### Schriftliche Aufgabe A:
Prüfe, ob die folgenden Aussagen mit dem unten stehenden Auszug zur NRW-Nachhaltigkeitsstrategie übereinstimmen. Beantworte jede mit Ja oder Nein und zitiere die entscheidenden Worte des Auszugs wörtlich: (i) Über die Indikatoren und Ziele wird jedes Jahr berichtet. (ii) An der neunten NRW-Nachhaltigkeitstagung nahmen über 500 Vertreter*innen teil. (iii) Die übergeordnete Koordination liegt bei der Staatskanzlei.

Zuletzt hat die Landesregierung Nordrhein-Westfalens im August 2023 über die Nachhaltigkeitsstrategie beraten und die Fortschreibung für das Jahr 2024 beschlossen. Die neunte NRW-Nachhaltigkeitstagung im September 2023 mit über 500 Vertreter*innen aus allen gesellschaftlichen Bereichen lieferte dafür wichtige Impulse. Dabei wirkt auch der NRW-Nachhaltigkeitsbeirat an der Strategieentwicklung mit. Die übergeordnete Koordination liegt im Ministerium für Umwelt, Naturschutz und Verkehr des Landes Nordrhein-Westfalen (MUNV NRW).
Ziele & Indikatoren
Das Ziel- und Indikatorensystem der NRW-Nachhaltigkeitsstrategie orientiert sich an den nationalen und internationalen Nachhaltigkeitszielen. Über die 67 Indikatoren und Ziele wird im Abstand von zwei Jahren berichtet. Zudem werden unter auf der Website https://www.nachhaltigkeitsindikatoren.nrw.de regelmäßig aktualisierte Daten bereitgestellt.

Einträge aus einer Beschriftungssammlung

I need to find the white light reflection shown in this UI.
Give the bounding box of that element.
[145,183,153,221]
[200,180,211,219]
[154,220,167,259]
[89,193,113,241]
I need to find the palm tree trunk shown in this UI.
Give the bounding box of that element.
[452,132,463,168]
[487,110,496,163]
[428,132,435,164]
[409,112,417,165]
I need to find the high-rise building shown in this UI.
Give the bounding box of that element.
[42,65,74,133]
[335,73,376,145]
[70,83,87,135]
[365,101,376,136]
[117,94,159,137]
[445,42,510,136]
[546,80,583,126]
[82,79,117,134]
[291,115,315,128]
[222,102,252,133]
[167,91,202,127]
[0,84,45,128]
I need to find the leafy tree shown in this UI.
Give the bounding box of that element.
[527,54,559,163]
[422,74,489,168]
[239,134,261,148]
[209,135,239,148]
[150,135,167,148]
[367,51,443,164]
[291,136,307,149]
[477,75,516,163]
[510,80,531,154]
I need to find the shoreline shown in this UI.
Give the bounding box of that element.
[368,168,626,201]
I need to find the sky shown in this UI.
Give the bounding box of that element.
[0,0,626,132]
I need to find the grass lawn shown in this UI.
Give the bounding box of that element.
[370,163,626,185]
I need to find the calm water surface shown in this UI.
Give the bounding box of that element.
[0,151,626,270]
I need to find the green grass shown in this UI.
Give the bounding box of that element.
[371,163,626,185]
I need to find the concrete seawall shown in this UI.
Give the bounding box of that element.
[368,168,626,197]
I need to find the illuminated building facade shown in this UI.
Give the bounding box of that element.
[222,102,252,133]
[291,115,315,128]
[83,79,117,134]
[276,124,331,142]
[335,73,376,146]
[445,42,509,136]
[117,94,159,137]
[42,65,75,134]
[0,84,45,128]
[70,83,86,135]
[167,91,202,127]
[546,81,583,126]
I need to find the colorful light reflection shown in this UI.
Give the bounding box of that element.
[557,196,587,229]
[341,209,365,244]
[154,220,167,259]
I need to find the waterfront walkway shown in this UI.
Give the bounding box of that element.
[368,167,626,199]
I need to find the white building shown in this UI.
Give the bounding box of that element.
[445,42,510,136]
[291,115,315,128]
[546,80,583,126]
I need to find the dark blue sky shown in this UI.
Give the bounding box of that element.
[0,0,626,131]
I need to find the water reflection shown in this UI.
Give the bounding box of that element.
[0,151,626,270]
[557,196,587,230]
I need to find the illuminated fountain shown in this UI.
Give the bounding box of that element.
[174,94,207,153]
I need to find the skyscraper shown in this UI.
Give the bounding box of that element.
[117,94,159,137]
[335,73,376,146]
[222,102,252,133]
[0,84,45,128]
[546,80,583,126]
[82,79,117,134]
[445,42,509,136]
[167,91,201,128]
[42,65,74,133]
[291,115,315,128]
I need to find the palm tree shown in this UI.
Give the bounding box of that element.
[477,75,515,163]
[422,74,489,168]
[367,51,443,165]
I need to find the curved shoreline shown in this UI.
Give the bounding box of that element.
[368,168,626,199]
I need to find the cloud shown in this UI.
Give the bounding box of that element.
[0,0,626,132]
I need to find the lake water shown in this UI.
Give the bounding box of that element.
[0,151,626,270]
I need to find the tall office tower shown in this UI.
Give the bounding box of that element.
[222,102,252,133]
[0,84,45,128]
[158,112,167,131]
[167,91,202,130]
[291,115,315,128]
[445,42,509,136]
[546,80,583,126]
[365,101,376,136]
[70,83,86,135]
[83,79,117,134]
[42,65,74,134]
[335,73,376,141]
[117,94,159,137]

### Schriftliche Aufgabe B:
Gib aus den Einträgen oben die Zeilen zwischen der Zeile mit „I need to find the shoreline“ und der Zeile mit „[368,168,626,197]“ unverändert aus, beide Zeilen eingeschlossen.

### Richtige Antwort A:
(i) Nein: „Über die 67 Indikatoren und Ziele wird im Abstand von zwei Jahren berichtet.“
(ii) Ja: „Die neunte NRW-Nachhaltigkeitstagung im September 2023 mit über 500 Vertreter*innen aus allen gesellschaftlichen Bereichen“
(iii) Nein: „Die übergeordnete Koordination liegt im Ministerium für Umwelt, Naturschutz und Verkehr des Landes Nordrhein-Westfalen (MUNV NRW).“

### Richtige Antwort B:
I need to find the shoreline shown in this UI.
Give the bounding box of that element.
[368,168,626,201]
I need to find the sky shown in this UI.
Give the bounding box of that element.
[0,0,626,132]
I need to find the grass lawn shown in this UI.
Give the bounding box of that element.
[370,163,626,185]
I need to find the calm water surface shown in this UI.
Give the bounding box of that element.
[0,151,626,270]
I need to find the green grass shown in this UI.
Give the bounding box of that element.
[371,163,626,185]
I need to find the concrete seawall shown in this UI.
Give the bounding box of that element.
[368,168,626,197]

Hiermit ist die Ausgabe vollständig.